### Task statement
Swap "drop a dot" for "put a marker" wherever it occurs in the rows below. Reproduce every row with no other alteration.

..........

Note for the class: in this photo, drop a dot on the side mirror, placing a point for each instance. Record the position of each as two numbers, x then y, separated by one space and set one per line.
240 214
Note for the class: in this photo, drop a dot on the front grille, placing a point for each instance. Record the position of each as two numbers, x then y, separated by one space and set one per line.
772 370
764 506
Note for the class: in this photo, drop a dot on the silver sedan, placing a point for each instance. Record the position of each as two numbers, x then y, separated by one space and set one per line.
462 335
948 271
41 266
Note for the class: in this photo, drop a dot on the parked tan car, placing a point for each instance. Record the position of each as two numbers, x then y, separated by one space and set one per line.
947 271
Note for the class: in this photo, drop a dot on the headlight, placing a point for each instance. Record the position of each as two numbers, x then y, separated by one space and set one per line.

..........

### Complete response
Note for the class: in this photo, put a marker on the side mirror, placing a point for each instance. Record the position of each as two numbers, x then y, separated by one space and set one per line.
240 214
Note for the class: in this photo, put a marker on the front grille, placing a point for each instance. Record the position of each as two numbers, x then y, separated by one space and set one per line.
772 370
764 506
Note for the class: in this photo, put a marker on the silver sedan, placing a point for each instance. Record the position of each as two numbers, x then y, separated by one space and set one per line.
462 335
948 271
41 266
Note for the class: in this photo, put a marker on the parked tan car, placing a point for each instance. Record the position of each as two numbers, x then y, separated by one space and set one per line.
947 271
Note for the class: in this photo, put a marker on the headlight, placing a point for each instance. Record the position of each as two numbers, x then y, separated by one space and set one per line.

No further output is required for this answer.